(begin)

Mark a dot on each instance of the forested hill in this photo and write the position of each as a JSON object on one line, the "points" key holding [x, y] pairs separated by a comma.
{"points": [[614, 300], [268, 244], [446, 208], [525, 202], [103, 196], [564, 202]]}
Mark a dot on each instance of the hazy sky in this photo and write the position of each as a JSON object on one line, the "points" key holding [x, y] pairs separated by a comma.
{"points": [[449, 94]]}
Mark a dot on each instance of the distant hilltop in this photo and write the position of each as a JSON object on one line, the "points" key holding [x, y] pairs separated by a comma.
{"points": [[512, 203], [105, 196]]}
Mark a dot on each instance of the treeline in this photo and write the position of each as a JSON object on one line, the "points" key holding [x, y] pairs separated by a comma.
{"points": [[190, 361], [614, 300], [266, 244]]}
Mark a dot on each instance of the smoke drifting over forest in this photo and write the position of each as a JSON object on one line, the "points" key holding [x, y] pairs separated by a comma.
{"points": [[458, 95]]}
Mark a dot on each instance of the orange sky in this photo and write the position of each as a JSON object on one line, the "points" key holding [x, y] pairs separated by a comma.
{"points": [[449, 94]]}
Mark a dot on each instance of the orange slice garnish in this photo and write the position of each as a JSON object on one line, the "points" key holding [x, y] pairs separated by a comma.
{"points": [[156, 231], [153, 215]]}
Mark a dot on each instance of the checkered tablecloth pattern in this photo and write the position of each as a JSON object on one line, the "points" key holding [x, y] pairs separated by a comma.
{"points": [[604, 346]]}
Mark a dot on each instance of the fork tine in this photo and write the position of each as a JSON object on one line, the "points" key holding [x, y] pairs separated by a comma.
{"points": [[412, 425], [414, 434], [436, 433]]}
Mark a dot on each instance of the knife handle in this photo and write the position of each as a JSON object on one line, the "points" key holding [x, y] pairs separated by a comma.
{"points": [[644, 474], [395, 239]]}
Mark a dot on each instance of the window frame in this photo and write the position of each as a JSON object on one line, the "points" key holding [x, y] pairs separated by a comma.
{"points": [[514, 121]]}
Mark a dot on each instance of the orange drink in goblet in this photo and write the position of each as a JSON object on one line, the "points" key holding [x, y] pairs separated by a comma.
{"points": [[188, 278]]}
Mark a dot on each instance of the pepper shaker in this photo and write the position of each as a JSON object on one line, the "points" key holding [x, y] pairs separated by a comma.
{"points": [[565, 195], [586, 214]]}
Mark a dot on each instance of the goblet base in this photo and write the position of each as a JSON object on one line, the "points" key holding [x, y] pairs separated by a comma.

(end)

Rescale the lines running from the one containing "Mark a dot on each instance of the pepper" through the end of the material, and give only those lines, requests included. Multiply each point coordinate in the answers by 2.05 and round to whole numbers, halves up, while leaving the requests and their format samples unchanged.

Mark a dot on each instance of the pepper shaker in this photo and write the position of each as a JSON object on one line, the "points" key holding [x, y] pairs separated by a comma.
{"points": [[1158, 400], [1201, 439]]}
Mark a dot on each instance of the goblet base in this photo and write the position of each as a JSON object on one line, the "points" key holding [x, y] pairs separated by a comma.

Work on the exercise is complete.